**Task objective**
Write each record again exactly as it stands.

** Start of The records **

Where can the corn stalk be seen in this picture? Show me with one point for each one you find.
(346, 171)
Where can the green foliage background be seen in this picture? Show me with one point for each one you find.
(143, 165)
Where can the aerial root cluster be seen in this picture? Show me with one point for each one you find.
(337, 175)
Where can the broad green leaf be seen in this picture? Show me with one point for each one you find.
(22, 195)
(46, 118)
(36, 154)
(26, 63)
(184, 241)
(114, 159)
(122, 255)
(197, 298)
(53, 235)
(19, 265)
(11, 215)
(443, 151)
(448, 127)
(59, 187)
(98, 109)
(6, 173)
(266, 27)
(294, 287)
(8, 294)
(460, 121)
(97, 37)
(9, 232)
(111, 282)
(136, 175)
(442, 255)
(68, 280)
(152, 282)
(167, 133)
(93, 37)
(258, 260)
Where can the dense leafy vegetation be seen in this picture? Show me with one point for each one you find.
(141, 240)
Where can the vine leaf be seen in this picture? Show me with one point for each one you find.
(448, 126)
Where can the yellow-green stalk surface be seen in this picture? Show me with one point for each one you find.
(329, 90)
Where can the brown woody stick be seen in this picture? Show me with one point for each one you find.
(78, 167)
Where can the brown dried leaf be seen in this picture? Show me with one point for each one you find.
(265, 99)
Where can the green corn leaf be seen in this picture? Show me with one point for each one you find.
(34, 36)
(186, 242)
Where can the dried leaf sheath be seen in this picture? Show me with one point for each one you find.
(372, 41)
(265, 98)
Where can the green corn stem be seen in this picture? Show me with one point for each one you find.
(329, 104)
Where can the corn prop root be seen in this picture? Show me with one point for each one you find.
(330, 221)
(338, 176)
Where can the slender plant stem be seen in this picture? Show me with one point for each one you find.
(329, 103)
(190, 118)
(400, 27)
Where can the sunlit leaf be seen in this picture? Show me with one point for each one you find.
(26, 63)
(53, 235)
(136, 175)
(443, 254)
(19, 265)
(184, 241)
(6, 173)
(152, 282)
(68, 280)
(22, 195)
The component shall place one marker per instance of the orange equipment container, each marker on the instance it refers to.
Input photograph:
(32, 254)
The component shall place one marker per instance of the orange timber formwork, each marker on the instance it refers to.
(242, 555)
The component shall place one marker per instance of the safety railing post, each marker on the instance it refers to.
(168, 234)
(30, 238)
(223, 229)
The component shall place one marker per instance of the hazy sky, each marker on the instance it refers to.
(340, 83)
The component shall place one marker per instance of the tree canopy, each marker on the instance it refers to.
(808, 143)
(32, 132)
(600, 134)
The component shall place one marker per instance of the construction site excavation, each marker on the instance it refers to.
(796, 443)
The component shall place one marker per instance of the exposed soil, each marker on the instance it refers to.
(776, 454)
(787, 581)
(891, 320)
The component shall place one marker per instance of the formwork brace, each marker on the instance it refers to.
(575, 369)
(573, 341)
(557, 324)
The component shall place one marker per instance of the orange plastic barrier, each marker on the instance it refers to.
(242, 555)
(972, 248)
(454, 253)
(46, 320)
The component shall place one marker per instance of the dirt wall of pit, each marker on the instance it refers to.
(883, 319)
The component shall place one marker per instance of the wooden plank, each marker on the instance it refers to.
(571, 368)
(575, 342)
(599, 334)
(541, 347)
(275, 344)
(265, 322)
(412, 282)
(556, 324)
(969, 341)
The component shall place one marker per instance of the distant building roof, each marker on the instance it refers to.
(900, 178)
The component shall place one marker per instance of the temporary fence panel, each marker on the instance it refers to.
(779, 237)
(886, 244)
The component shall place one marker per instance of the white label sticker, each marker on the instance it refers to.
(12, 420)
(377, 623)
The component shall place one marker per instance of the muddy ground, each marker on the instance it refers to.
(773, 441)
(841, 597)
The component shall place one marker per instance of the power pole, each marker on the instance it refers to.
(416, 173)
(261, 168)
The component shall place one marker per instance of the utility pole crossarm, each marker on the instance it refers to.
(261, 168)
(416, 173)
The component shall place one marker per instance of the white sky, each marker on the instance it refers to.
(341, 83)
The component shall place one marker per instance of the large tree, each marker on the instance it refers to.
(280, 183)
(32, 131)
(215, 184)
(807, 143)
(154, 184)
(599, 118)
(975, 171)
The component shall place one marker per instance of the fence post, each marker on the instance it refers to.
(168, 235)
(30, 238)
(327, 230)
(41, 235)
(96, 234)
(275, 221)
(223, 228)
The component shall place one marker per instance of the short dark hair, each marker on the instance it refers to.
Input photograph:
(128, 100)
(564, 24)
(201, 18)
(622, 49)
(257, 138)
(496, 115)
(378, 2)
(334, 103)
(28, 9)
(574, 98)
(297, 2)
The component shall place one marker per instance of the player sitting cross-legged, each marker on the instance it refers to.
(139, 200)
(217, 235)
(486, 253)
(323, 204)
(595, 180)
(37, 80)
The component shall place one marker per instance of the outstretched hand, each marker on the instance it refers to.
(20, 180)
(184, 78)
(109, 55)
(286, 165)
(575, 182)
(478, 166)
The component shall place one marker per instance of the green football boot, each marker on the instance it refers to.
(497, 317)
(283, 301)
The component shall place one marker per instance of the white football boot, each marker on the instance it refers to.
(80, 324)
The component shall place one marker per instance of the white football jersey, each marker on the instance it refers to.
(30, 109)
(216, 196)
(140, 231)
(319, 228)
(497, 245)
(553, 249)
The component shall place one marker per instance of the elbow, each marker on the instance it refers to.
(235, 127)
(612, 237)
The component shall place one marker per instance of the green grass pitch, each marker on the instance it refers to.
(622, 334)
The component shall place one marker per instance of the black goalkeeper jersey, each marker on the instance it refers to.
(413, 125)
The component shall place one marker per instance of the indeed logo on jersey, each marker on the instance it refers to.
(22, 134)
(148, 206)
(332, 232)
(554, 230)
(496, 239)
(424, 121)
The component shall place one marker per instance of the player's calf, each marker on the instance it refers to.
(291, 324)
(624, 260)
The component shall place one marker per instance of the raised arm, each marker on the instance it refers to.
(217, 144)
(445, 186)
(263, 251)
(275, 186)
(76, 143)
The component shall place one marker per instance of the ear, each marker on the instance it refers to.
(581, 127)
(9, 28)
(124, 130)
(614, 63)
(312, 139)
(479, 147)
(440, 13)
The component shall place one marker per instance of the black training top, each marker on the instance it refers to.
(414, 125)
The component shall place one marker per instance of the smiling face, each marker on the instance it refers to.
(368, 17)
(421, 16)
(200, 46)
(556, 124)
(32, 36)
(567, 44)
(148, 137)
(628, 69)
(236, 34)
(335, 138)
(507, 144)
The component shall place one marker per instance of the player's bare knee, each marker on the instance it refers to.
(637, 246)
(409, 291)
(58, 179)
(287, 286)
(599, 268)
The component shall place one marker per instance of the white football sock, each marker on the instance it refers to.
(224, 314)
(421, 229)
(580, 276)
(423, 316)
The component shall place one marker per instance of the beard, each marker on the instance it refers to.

** End of The records **

**Written answer**
Where can the corn stalk be seen in this picture? Show me with one point for each one you find.
(346, 171)
Where can the green foliage background be seen in this picture? Show me with one point for each one you find.
(143, 165)
Where can the aerial root cluster be seen in this picture? Show me with one point for each one you find.
(337, 175)
Where can the broad green leaf be seen in this picture? Show me with one point for each one you find.
(22, 195)
(46, 118)
(36, 154)
(26, 63)
(184, 241)
(114, 159)
(122, 255)
(197, 298)
(53, 235)
(19, 265)
(11, 215)
(443, 151)
(448, 127)
(59, 187)
(98, 109)
(6, 173)
(266, 27)
(294, 287)
(8, 294)
(460, 121)
(97, 37)
(9, 232)
(111, 282)
(136, 175)
(442, 255)
(68, 280)
(152, 282)
(167, 133)
(93, 37)
(258, 260)
Where can the dense leafy vegetation be seen in this picture? Show me with one point for each one you find.
(141, 240)
Where can the vine leaf be seen in this picture? Show me with one point for each one you find.
(448, 126)
Where can the yellow-green stalk surface be seen in this picture? Show me with one point for each one you find.
(329, 90)
Where can the brown woody stick be seen in this picture? Show me with one point for each one you find.
(78, 167)
Where can the brown dried leaf be seen in this picture? Show me with one point for each one you find.
(265, 99)
Where can the green corn leaf be seen in this picture? Show me with one point for each one you find.
(34, 36)
(186, 242)
Where can the dried leaf sheath be seen in this picture? Show me with one point for each one you find.
(372, 41)
(265, 98)
Where can the green corn stem be seen in this picture? Show me with one point for each one you find.
(329, 104)
Where can the corn prop root be seen in this picture? Show me with one point for each one you find.
(330, 221)
(338, 176)
Where can the slender plant stem be seen in this picture? Show me with one point for each one you find.
(329, 103)
(190, 118)
(400, 27)
Where can the sunlit leaf be seen in this picture? Show me with one point for each one you find.
(26, 63)
(53, 235)
(136, 175)
(443, 254)
(19, 265)
(184, 241)
(6, 173)
(152, 282)
(68, 280)
(22, 195)
The component shall place one marker per instance of the orange equipment container, each marker on the instance it refers to.
Input photograph:
(32, 254)
The component shall place one marker per instance of the orange timber formwork, each marker on the instance it refers to.
(242, 555)
The component shall place one marker per instance of the safety railing post, each marker on the instance it refers to.
(168, 234)
(30, 238)
(223, 229)
The component shall place one marker per instance of the hazy sky, each marker on the instance it refers to.
(340, 83)
The component shall place one marker per instance of the tree canopy, each marker on the instance it refers to.
(808, 143)
(32, 132)
(600, 134)
The component shall place one marker per instance of the construction site excavation, each marker on the instance it refers to.
(796, 443)
The component shall place one marker per instance of the exposed soil, each marker on the instance it refers to.
(776, 454)
(787, 581)
(891, 320)
The component shall place one marker per instance of the formwork brace, each marker on the instance it refers to.
(575, 369)
(573, 341)
(557, 324)
The component shall place one marker per instance of the orange plastic barrier, each marker on the instance it refers to.
(242, 555)
(972, 248)
(454, 253)
(46, 320)
The component shall place one marker per instance of the dirt wall of pit, each marker on the instance it refers to.
(883, 319)
The component shall place one marker per instance of the wooden plank, each marker on the instance it refers to.
(571, 368)
(575, 342)
(599, 334)
(541, 347)
(275, 344)
(265, 322)
(412, 282)
(556, 324)
(969, 341)
The component shall place one marker per instance of the distant building roof, each marker on the instance it refers to.
(900, 178)
The component shall place one marker per instance of the temporary fence panel, each marker on the instance it refers to.
(779, 237)
(886, 244)
The component shall place one marker per instance of the white label sticker, each marker on the instance it refers to.
(12, 420)
(377, 623)
The component shall place one marker per instance of the muddy ground, each marker on the instance it refers to.
(773, 441)
(841, 597)
The component shall place one marker per instance of the power pole, each marker on the instance it refers to.
(416, 173)
(261, 168)
The component shall place one marker per instance of the utility pole crossarm, each marker on the instance it refers to.
(261, 168)
(416, 173)
The component shall place one marker per instance of the white sky, each marker on the instance it refers to.
(341, 83)
The component shall place one marker per instance of the large tree, each marker on the instance it refers to.
(280, 183)
(32, 131)
(215, 184)
(807, 143)
(154, 184)
(599, 118)
(975, 171)
The component shall place one marker per instance of the fence post, each marker on the instance it refers to.
(168, 235)
(30, 238)
(327, 230)
(41, 235)
(96, 234)
(275, 221)
(223, 228)
The component shall place one marker per instance of the short dark hair, each marker on the instance it refers to.
Input photograph:
(128, 100)
(564, 24)
(201, 18)
(622, 49)
(257, 138)
(496, 115)
(378, 2)
(334, 103)
(28, 9)
(574, 98)
(297, 2)
The component shall place one marker per instance of the player sitting cross-legged, each marker on the instance it refers to.
(139, 200)
(217, 235)
(486, 253)
(323, 204)
(595, 180)
(37, 80)
The component shall place one marker per instance of the outstretched hand, each marker on the instance it refers to.
(20, 180)
(184, 78)
(109, 55)
(286, 165)
(575, 182)
(478, 166)
The component shall place one marker per instance of the green football boot, each marker on the instance it refers to.
(497, 317)
(283, 301)
The component shall place one marker per instance of the white football boot, each marker on the instance it refers to.
(80, 324)
The component shall place one marker per instance of the white football jersey, each marker on the instance it refers to.
(30, 109)
(216, 196)
(140, 231)
(319, 228)
(497, 245)
(553, 249)
The component shall place one marker per instance of the elbow, each marker on the instance it refers to.
(235, 127)
(612, 237)
The component shall place one marker per instance of the green grass pitch, each marker on the instance it refers to.
(622, 334)
The component shall place one marker per instance of the black goalkeeper jersey, each marker on the instance it refers to.
(413, 125)
The component shall place one marker per instance of the indeed logo on jersey, each marker on the instance it refers to.
(22, 134)
(148, 206)
(332, 232)
(554, 230)
(496, 239)
(424, 121)
The component shall place one marker per instance of the player's calf, each marker on the instance it refers to.
(291, 324)
(624, 260)
The component shall place one marker per instance of the raised arm, each marker on the instance it refers to.
(217, 144)
(445, 186)
(263, 251)
(275, 186)
(76, 143)
The component shall place one marker per instance of the ear, each marker on the instance it refers to.
(581, 127)
(9, 28)
(124, 130)
(614, 63)
(312, 139)
(479, 147)
(440, 13)
The component shall place one marker per instance of the black training top, each marker on the instance it refers to.
(414, 125)
The component shall place one marker per instance of the smiling face, each marker on the instance it refers to.
(368, 17)
(421, 16)
(200, 46)
(556, 124)
(32, 36)
(567, 44)
(148, 137)
(628, 69)
(236, 34)
(335, 138)
(507, 144)
The component shall place one marker per instance of the player's bare knee, each marker on the instance it refers to.
(637, 246)
(409, 291)
(58, 179)
(287, 286)
(599, 268)
The component shall place one marker per instance of the white football sock, each marker on the instance it refers to.
(224, 314)
(421, 229)
(580, 276)
(423, 316)
The component shall place one marker per instance of the beard, each marker on the instance it refers to.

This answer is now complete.